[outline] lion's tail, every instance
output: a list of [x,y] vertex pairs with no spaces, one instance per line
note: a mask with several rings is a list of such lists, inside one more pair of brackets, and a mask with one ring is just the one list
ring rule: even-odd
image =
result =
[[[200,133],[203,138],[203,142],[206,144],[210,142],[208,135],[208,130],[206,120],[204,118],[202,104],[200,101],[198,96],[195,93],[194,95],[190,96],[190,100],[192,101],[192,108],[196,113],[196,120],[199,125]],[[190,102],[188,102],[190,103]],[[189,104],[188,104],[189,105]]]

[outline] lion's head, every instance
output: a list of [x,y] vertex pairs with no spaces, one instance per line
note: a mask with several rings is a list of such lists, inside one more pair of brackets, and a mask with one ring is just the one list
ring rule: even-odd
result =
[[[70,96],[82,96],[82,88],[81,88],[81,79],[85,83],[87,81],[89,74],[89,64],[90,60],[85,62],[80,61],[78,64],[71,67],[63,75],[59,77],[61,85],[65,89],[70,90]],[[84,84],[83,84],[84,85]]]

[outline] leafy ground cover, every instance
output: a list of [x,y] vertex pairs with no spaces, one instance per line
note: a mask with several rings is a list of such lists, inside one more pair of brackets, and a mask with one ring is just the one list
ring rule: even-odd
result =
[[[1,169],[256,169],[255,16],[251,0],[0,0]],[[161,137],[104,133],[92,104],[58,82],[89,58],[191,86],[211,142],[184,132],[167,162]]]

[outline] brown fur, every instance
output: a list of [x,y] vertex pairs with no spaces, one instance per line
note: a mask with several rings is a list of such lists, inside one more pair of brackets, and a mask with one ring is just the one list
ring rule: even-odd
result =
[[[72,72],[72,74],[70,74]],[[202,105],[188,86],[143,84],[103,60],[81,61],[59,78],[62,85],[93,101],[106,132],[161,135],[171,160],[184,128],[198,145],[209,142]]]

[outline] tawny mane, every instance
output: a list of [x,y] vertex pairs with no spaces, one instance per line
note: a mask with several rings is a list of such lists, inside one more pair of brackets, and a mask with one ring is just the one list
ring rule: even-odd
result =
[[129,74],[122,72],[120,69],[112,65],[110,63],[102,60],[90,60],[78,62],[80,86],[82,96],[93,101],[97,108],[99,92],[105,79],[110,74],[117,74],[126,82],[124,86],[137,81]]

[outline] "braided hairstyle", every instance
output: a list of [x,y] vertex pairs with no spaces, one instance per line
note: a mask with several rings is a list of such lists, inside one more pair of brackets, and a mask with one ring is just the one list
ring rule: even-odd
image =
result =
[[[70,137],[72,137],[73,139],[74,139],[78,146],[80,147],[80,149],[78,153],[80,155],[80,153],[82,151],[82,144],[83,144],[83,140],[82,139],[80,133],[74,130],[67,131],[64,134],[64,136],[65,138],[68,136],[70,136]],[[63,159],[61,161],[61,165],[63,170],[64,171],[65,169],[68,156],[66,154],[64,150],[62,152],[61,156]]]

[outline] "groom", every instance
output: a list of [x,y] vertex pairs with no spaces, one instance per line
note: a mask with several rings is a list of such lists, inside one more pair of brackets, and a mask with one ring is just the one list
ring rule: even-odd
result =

------------------------------------------------------------

- **Task requirements**
Please format every line of the entries above as a JSON list of strings, one string per line, with blank lines left out.

- **The completed task**
[
  "[outline] lion's tail, every instance",
  "output: a list of [x,y] vertex pairs with no spaces, one instance per line",
  "note: a mask with several rings is a list of such lists, inside one more pair of brackets, and a mask with one ring is just the one list",
  "ring rule: even-odd",
  "image =",
  "result =",
  "[[[200,133],[203,138],[203,142],[206,144],[210,142],[208,135],[208,130],[206,120],[204,118],[202,104],[200,101],[198,96],[195,93],[194,95],[190,96],[190,100],[192,101],[192,108],[196,113],[196,120],[199,125]],[[190,102],[188,102],[190,103]],[[189,104],[188,104],[189,105]]]",
  "[outline] lion's head, every instance",
  "output: a list of [x,y] vertex pairs with no spaces, one instance per line",
  "note: a mask with several rings is a list of such lists, inside one more pair of brackets, and a mask with one ring is just the one list",
  "ring rule: even-odd",
  "result =",
  "[[[70,96],[82,96],[82,88],[81,88],[81,79],[85,83],[87,81],[89,74],[89,64],[90,60],[85,62],[80,61],[78,64],[71,67],[63,75],[59,77],[61,85],[65,89],[70,90]],[[84,84],[83,84],[84,85]]]",
  "[outline] leafy ground cover, every instance",
  "output: a list of [x,y] vertex pairs with no spaces, one instance per line",
  "note: a mask with several rings is a list of such lists, inside one more pair of brackets, and a mask with one ring is just the one list",
  "ring rule: even-odd",
  "result =",
  "[[[1,169],[256,169],[255,16],[251,0],[0,0]],[[161,137],[104,133],[92,104],[58,82],[89,58],[191,86],[211,142],[184,132],[167,162]]]",
  "[outline] brown fur, every instance",
  "output: a list of [x,y] vertex pairs with no spaces, one instance per line",
  "note: a mask with several rings is a list of such lists, inside one more pair of brackets, and a mask with one ring is just the one list",
  "ring rule: even-odd",
  "result =",
  "[[[72,72],[72,74],[70,74]],[[202,105],[188,86],[143,84],[103,60],[81,61],[59,78],[62,85],[93,101],[106,132],[161,135],[171,160],[184,128],[198,145],[209,142]]]",
  "[outline] tawny mane, every instance",
  "output: a list of [x,y] vertex pairs with no spaces, one instance per line",
  "note: a mask with several rings is a list of such lists, inside one more pair of brackets, and a mask with one ring is just the one list",
  "ring rule: even-odd",
  "result =",
  "[[129,74],[122,72],[120,69],[112,65],[110,63],[102,60],[90,60],[78,62],[80,86],[82,96],[93,101],[97,108],[99,92],[105,79],[110,74],[117,74],[126,82],[124,86],[137,81]]",
  "[outline] \"braided hairstyle\", every instance",
  "output: a list of [x,y] vertex pairs with no spaces, one instance per line",
  "note: a mask with several rings is a list of such lists, inside one more pair of brackets, and a mask with one ring is just the one list",
  "ring rule: even-odd",
  "image =",
  "result =",
  "[[[70,137],[72,137],[73,139],[74,139],[78,146],[80,147],[80,149],[78,153],[80,155],[80,153],[82,151],[82,144],[83,144],[83,140],[82,139],[80,133],[74,130],[67,131],[64,134],[64,136],[65,138],[68,136],[70,136]],[[63,159],[61,161],[61,165],[63,170],[64,171],[65,169],[68,156],[66,154],[64,150],[62,152],[61,156]]]",
  "[outline] \"groom\", every instance",
  "output: a list of [x,y] vertex pairs with no spaces, one instance per line",
  "note: a mask with several rings is a list of such lists, inside one more pair of brackets, and a mask with one ring is just the one list",
  "ring rule: even-odd",
  "result ="
]